**EXERCÍCIOS A RESOLVER**
1. Reescreva o trecho do texto sobre o e-Multi que vai de "Resultados e discussão" até "especialmente na APS.", trocando "entraves" por "obstáculos".
2. Responda às perguntas abaixo com base no texto sobre o e-Multi.
(a) Em que ano foi criado o NASF?
(b) Que municípios são priorizados no repasse de recursos federais?
(c) Os indicadores de qual programa a Portaria resgata?

**TEXTO EM ESTUDO**
-----

Metodologia Trata-se de um estudo documental de cunho crítico-reflexivo. Foi realizada análise de documentos propostos pelo Ministério da Saúde desde a criação do NASF, em 2008, até a Portaria nº 635, que estabelece o e-Multi, em maio de 2023.
Resultados e discussão Se bem a Portaria nº 635/2023 é um avanço para a instituição de equipes multiprofissionais, principalmente pelo repasse de recursos federais aos municípios para implantação de equipes, priorizando municípios com maiores vulnerabilidades. No entanto, apresentamos alguns pontos de reflexão de possíveis entraves para a efetividade da colaboração interprofissional e para o cuidado ofertado aos usuários do SUS.
Apesar de propor o agrupamento de diferentes categorias profissionais, a operacionalização que a Portaria estabelece não favorece o diálogo entre os mesmos, imperando a lógica da produtividade e o engessamento dos processos de trabalho, uma vez que resgata os indicadores do Previne Brasil. Neste sentido, permanecemos na multiprofissionalidade, que não é suficiente para atender a complexidade das necessidades de saúde da população, especialmente na APS.

-----

**MATERIAL FORNECIDO**
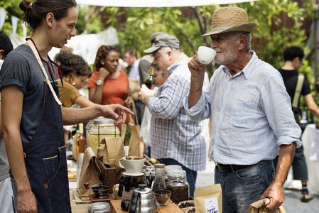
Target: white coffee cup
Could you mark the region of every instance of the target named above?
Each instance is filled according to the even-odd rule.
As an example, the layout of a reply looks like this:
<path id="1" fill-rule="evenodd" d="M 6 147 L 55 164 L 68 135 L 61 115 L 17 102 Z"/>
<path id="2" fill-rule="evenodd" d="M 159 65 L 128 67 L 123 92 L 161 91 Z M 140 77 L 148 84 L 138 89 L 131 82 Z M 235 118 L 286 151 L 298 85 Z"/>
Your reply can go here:
<path id="1" fill-rule="evenodd" d="M 215 55 L 216 51 L 210 48 L 205 46 L 200 46 L 198 48 L 198 60 L 203 65 L 208 65 L 212 62 Z"/>
<path id="2" fill-rule="evenodd" d="M 134 158 L 140 157 L 129 156 L 129 158 Z M 121 161 L 123 161 L 123 164 L 121 163 Z M 141 173 L 144 162 L 145 158 L 128 160 L 126 159 L 126 157 L 123 157 L 119 160 L 119 166 L 125 169 L 126 173 L 131 174 Z"/>

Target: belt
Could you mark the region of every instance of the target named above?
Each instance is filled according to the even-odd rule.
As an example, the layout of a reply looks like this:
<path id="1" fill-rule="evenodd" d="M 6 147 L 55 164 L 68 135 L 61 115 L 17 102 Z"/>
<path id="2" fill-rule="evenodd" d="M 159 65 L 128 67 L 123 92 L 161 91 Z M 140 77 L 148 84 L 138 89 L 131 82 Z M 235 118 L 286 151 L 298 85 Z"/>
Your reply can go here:
<path id="1" fill-rule="evenodd" d="M 234 172 L 238 170 L 244 169 L 252 166 L 252 165 L 224 165 L 220 163 L 217 163 L 216 166 L 220 169 L 220 171 L 223 173 L 227 172 Z"/>

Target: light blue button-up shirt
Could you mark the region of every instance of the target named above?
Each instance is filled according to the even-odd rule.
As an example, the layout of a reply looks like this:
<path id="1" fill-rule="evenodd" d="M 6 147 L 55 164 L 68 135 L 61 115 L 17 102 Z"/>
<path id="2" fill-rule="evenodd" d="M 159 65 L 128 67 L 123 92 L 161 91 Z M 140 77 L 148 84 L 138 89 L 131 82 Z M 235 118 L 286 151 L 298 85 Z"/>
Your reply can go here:
<path id="1" fill-rule="evenodd" d="M 301 130 L 280 73 L 254 51 L 242 72 L 232 76 L 220 66 L 190 109 L 194 121 L 212 119 L 210 158 L 222 164 L 252 165 L 272 160 L 279 146 L 297 143 Z"/>

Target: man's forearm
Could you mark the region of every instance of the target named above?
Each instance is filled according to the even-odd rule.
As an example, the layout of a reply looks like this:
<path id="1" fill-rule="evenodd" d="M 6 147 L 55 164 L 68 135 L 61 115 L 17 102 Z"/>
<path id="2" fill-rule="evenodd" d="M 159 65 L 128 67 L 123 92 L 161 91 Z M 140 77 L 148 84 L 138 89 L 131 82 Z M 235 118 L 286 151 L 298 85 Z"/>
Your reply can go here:
<path id="1" fill-rule="evenodd" d="M 293 160 L 296 147 L 296 143 L 293 143 L 291 145 L 281 145 L 280 146 L 277 168 L 273 181 L 276 184 L 283 185 L 285 183 L 289 168 Z"/>

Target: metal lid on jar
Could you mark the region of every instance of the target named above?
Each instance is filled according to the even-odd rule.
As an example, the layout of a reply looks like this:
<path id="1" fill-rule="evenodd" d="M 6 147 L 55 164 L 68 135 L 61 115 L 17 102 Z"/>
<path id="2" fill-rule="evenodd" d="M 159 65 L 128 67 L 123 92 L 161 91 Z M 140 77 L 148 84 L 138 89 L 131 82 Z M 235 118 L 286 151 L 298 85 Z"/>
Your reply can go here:
<path id="1" fill-rule="evenodd" d="M 111 212 L 111 206 L 107 202 L 94 202 L 89 206 L 88 212 Z"/>
<path id="2" fill-rule="evenodd" d="M 114 124 L 114 120 L 99 116 L 93 120 L 94 124 Z"/>
<path id="3" fill-rule="evenodd" d="M 172 170 L 181 170 L 182 167 L 179 165 L 168 165 L 164 168 L 165 173 L 168 174 L 169 171 Z"/>
<path id="4" fill-rule="evenodd" d="M 165 164 L 163 164 L 163 163 L 156 163 L 155 164 L 155 167 L 156 168 L 164 168 L 165 167 Z"/>

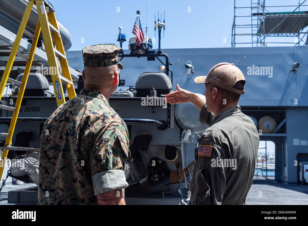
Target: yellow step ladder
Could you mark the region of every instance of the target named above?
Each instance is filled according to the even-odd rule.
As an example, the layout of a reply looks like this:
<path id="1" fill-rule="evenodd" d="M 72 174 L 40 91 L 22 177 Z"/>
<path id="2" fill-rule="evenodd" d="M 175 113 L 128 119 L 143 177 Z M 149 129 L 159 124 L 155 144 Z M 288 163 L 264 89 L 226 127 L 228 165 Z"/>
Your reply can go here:
<path id="1" fill-rule="evenodd" d="M 26 25 L 34 2 L 37 8 L 38 20 L 34 36 L 32 37 L 32 44 L 29 55 L 27 56 L 18 52 L 18 48 L 22 35 L 25 32 Z M 49 70 L 51 72 L 51 76 L 58 106 L 65 102 L 64 93 L 62 89 L 62 82 L 65 84 L 69 99 L 71 100 L 76 96 L 61 36 L 59 31 L 59 27 L 55 14 L 53 6 L 47 0 L 29 0 L 20 23 L 20 25 L 16 34 L 1 81 L 0 82 L 0 98 L 2 96 L 6 85 L 8 81 L 20 86 L 14 107 L 0 105 L 0 109 L 13 112 L 8 133 L 0 133 L 0 136 L 6 137 L 4 147 L 7 149 L 7 150 L 3 150 L 3 152 L 1 156 L 1 161 L 2 161 L 1 163 L 1 164 L 0 165 L 0 179 L 2 176 L 8 150 L 16 149 L 17 147 L 11 147 L 10 144 L 41 30 L 49 68 L 51 69 Z M 55 43 L 54 47 L 52 35 Z M 27 59 L 25 72 L 21 82 L 9 77 L 16 55 Z M 56 57 L 58 57 L 60 61 L 62 75 L 60 74 Z M 29 150 L 31 150 L 31 149 L 33 149 L 33 150 L 36 150 L 34 149 L 28 149 Z"/>

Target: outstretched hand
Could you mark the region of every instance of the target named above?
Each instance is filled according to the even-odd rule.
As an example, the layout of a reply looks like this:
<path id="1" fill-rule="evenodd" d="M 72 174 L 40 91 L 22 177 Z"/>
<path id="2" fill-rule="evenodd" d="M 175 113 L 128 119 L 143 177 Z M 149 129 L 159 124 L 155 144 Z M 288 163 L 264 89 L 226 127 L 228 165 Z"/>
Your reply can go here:
<path id="1" fill-rule="evenodd" d="M 188 103 L 192 101 L 192 93 L 180 88 L 179 84 L 176 85 L 176 91 L 166 95 L 164 100 L 170 104 L 179 103 Z"/>

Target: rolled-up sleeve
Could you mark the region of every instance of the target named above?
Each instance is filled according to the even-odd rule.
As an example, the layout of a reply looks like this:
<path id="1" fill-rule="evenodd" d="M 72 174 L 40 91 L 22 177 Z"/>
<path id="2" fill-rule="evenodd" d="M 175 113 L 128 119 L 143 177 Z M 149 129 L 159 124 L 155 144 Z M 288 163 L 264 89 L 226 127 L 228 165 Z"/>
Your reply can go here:
<path id="1" fill-rule="evenodd" d="M 205 103 L 201 109 L 199 120 L 203 123 L 209 125 L 213 121 L 215 115 L 214 113 L 208 111 L 207 108 L 206 104 Z"/>
<path id="2" fill-rule="evenodd" d="M 103 171 L 92 176 L 94 195 L 116 189 L 125 188 L 128 186 L 124 171 L 119 169 Z"/>
<path id="3" fill-rule="evenodd" d="M 124 171 L 130 155 L 126 128 L 113 122 L 99 130 L 95 139 L 90 160 L 95 195 L 128 186 Z"/>

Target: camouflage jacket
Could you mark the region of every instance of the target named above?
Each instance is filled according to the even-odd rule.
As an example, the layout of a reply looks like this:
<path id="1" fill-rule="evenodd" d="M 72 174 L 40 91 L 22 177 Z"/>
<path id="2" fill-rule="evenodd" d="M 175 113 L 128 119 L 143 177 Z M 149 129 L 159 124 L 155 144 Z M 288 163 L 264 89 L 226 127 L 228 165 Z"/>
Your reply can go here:
<path id="1" fill-rule="evenodd" d="M 39 204 L 96 204 L 97 195 L 128 186 L 125 123 L 98 92 L 84 89 L 44 125 L 39 154 Z"/>

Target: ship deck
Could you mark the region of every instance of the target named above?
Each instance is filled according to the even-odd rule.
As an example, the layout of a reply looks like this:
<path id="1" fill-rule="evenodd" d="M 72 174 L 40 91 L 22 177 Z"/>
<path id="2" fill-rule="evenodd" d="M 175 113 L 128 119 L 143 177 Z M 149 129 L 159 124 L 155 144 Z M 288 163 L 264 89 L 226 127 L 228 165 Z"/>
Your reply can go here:
<path id="1" fill-rule="evenodd" d="M 255 177 L 246 199 L 246 205 L 306 205 L 308 204 L 308 185 L 287 184 L 274 181 L 273 177 Z M 33 183 L 21 185 L 9 184 L 0 193 L 0 205 L 7 203 L 10 191 L 33 187 Z M 179 198 L 144 198 L 126 197 L 127 204 L 178 204 Z"/>

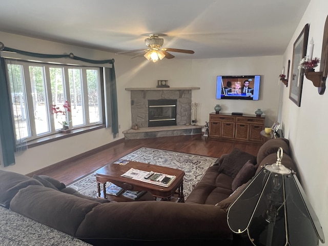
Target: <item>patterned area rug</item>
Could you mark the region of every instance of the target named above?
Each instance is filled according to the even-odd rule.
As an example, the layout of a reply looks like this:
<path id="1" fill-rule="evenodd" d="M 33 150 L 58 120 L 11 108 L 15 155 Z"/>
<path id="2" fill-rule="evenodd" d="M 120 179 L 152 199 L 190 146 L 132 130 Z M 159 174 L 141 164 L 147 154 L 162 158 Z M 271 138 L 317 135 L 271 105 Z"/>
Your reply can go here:
<path id="1" fill-rule="evenodd" d="M 186 173 L 183 194 L 188 197 L 195 186 L 200 180 L 207 169 L 217 158 L 174 152 L 142 147 L 120 159 L 176 168 Z M 106 184 L 108 187 L 108 184 Z M 93 173 L 67 186 L 87 196 L 94 197 L 97 193 L 96 178 Z"/>

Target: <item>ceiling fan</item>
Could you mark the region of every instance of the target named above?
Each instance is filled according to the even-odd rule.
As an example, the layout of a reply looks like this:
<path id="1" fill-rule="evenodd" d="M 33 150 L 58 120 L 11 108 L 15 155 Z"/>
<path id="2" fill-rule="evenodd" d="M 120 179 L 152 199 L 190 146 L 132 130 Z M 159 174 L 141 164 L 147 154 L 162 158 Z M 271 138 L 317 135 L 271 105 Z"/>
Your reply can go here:
<path id="1" fill-rule="evenodd" d="M 194 54 L 195 53 L 193 50 L 190 50 L 163 48 L 162 46 L 164 43 L 164 39 L 159 36 L 158 34 L 152 34 L 149 35 L 149 37 L 147 37 L 145 39 L 145 43 L 146 46 L 148 47 L 148 49 L 140 49 L 138 50 L 122 51 L 121 52 L 116 53 L 116 54 L 144 51 L 144 53 L 138 54 L 131 57 L 131 58 L 144 55 L 148 60 L 151 59 L 153 62 L 156 63 L 158 60 L 158 58 L 161 60 L 164 57 L 167 59 L 172 59 L 175 57 L 173 55 L 170 54 L 168 51 L 185 53 L 187 54 Z"/>

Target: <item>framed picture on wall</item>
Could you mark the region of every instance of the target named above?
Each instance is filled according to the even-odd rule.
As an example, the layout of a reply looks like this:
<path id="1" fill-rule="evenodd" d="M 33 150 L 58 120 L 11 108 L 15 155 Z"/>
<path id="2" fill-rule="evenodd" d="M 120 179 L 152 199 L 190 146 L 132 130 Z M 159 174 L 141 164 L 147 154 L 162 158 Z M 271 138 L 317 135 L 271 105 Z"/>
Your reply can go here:
<path id="1" fill-rule="evenodd" d="M 305 25 L 296 41 L 294 43 L 293 60 L 292 63 L 292 76 L 291 87 L 289 90 L 289 98 L 297 106 L 301 106 L 301 96 L 304 73 L 303 69 L 299 69 L 298 65 L 301 60 L 306 54 L 308 38 L 309 37 L 309 24 Z"/>

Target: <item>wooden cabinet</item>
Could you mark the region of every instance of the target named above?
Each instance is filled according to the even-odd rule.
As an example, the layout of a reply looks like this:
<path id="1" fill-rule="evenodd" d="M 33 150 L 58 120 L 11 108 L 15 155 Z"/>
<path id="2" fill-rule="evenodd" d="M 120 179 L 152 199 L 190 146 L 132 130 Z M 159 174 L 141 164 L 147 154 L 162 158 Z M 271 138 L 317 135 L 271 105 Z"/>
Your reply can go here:
<path id="1" fill-rule="evenodd" d="M 215 138 L 261 142 L 265 117 L 255 115 L 210 114 L 209 136 Z"/>

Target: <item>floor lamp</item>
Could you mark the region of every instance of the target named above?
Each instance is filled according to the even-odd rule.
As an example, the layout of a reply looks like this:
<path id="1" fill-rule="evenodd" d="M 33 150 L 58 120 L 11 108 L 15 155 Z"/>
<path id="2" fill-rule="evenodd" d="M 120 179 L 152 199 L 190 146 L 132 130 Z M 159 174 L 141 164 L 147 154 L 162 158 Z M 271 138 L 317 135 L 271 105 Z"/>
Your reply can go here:
<path id="1" fill-rule="evenodd" d="M 315 246 L 322 228 L 297 177 L 277 162 L 264 167 L 228 209 L 231 230 L 256 246 Z"/>

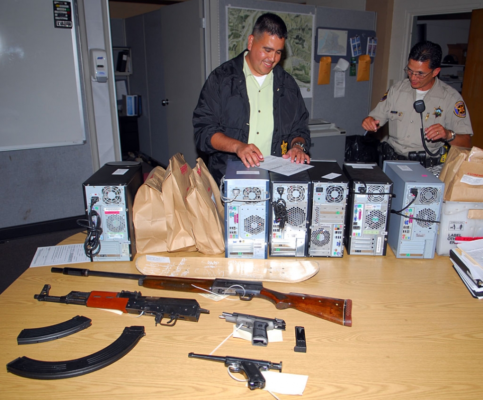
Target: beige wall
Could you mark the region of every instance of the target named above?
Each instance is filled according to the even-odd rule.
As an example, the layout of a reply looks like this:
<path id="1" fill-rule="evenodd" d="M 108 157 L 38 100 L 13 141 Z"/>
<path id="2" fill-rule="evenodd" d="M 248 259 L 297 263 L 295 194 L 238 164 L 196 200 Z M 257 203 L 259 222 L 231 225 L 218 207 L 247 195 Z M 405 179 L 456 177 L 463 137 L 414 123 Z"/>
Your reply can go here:
<path id="1" fill-rule="evenodd" d="M 372 110 L 388 89 L 387 70 L 391 47 L 393 1 L 392 0 L 366 0 L 365 9 L 376 13 L 375 32 L 377 37 L 377 50 L 372 69 L 370 99 L 370 109 Z"/>

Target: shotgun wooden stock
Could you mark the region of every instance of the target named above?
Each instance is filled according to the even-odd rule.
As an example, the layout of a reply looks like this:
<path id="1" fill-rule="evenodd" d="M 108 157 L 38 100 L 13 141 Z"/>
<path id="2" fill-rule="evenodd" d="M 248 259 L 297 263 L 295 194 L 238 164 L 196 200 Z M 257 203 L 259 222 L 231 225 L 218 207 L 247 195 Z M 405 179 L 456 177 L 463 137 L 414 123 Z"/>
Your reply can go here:
<path id="1" fill-rule="evenodd" d="M 137 280 L 139 286 L 151 289 L 190 293 L 209 292 L 220 295 L 238 296 L 241 300 L 245 301 L 257 297 L 267 300 L 279 310 L 294 308 L 331 322 L 345 326 L 352 326 L 352 300 L 301 293 L 280 293 L 264 287 L 263 282 L 260 281 L 160 276 L 71 267 L 54 267 L 51 270 L 64 275 L 135 279 Z"/>

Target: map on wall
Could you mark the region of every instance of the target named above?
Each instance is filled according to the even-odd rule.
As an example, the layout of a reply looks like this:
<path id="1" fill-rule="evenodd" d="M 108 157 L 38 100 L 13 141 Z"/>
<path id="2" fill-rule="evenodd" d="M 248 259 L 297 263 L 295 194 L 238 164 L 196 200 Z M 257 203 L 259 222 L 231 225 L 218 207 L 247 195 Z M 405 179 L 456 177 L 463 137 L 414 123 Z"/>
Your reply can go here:
<path id="1" fill-rule="evenodd" d="M 266 11 L 228 7 L 228 58 L 246 48 L 256 18 Z M 287 25 L 288 37 L 280 60 L 283 69 L 296 81 L 302 94 L 310 91 L 312 76 L 312 25 L 313 15 L 274 12 Z"/>
<path id="2" fill-rule="evenodd" d="M 317 29 L 317 54 L 345 56 L 347 53 L 347 31 Z"/>

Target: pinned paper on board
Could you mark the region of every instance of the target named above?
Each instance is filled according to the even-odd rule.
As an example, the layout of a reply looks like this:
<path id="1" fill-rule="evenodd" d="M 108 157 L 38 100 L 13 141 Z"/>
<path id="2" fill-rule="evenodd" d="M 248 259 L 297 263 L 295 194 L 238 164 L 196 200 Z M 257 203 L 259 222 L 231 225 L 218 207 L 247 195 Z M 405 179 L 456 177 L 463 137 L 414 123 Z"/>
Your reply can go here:
<path id="1" fill-rule="evenodd" d="M 368 81 L 370 75 L 370 57 L 367 54 L 362 54 L 359 57 L 359 64 L 357 81 Z"/>
<path id="2" fill-rule="evenodd" d="M 377 48 L 377 38 L 367 38 L 367 48 L 366 54 L 369 57 L 375 57 L 375 52 Z"/>
<path id="3" fill-rule="evenodd" d="M 353 57 L 357 57 L 362 54 L 361 37 L 359 35 L 351 38 L 351 52 Z"/>
<path id="4" fill-rule="evenodd" d="M 319 64 L 319 78 L 317 81 L 318 85 L 328 85 L 331 80 L 331 63 L 332 58 L 330 57 L 321 57 Z"/>

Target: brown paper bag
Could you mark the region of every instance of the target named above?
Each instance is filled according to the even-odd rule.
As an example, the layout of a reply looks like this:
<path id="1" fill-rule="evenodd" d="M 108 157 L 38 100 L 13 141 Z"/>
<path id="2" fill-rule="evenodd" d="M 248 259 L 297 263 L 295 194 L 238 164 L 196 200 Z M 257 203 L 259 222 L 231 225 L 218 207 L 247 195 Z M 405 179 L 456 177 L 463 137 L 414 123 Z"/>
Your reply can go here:
<path id="1" fill-rule="evenodd" d="M 164 168 L 153 168 L 134 197 L 132 218 L 139 253 L 166 251 L 167 229 L 162 193 L 165 173 Z"/>
<path id="2" fill-rule="evenodd" d="M 452 151 L 453 154 L 452 154 Z M 440 179 L 445 183 L 447 201 L 482 201 L 483 194 L 483 153 L 481 149 L 468 150 L 452 146 Z M 451 158 L 450 158 L 450 155 Z M 450 161 L 448 165 L 446 163 Z M 441 172 L 443 172 L 443 169 Z"/>
<path id="3" fill-rule="evenodd" d="M 186 196 L 191 188 L 191 167 L 181 153 L 170 159 L 163 184 L 168 252 L 196 252 L 197 250 L 186 210 Z"/>
<path id="4" fill-rule="evenodd" d="M 225 208 L 220 189 L 201 158 L 190 174 L 187 209 L 196 247 L 204 254 L 225 252 Z"/>
<path id="5" fill-rule="evenodd" d="M 445 186 L 451 181 L 456 171 L 460 168 L 461 163 L 468 157 L 470 149 L 452 146 L 448 152 L 446 160 L 443 164 L 443 168 L 439 174 L 439 179 L 445 182 Z M 446 176 L 448 175 L 448 178 Z M 446 199 L 445 199 L 446 200 Z"/>

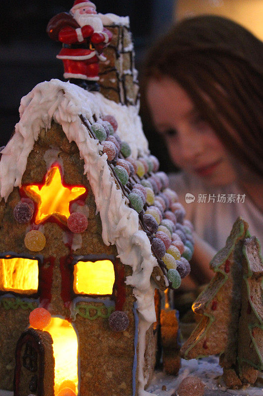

-----

**RESPOSTAS POR TAREFA**
1.
Resultados e discussão Se bem a Portaria nº 635/2023 é um avanço para a instituição de equipes multiprofissionais, principalmente pelo repasse de recursos federais aos municípios para implantação de equipes, priorizando municípios com maiores vulnerabilidades. No entanto, apresentamos alguns pontos de reflexão de possíveis obstáculos para a efetividade da colaboração interprofissional e para o cuidado ofertado aos usuários do SUS.
Apesar de propor o agrupamento de diferentes categorias profissionais, a operacionalização que a Portaria estabelece não favorece o diálogo entre os mesmos, imperando a lógica da produtividade e o engessamento dos processos de trabalho, uma vez que resgata os indicadores do Previne Brasil. Neste sentido, permanecemos na multiprofissionalidade, que não é suficiente para atender a complexidade das necessidades de saúde da população, especialmente na APS.

2.
(a) Em 2008.
(b) Os municípios com maiores vulnerabilidades.
(c) Os do Previne Brasil.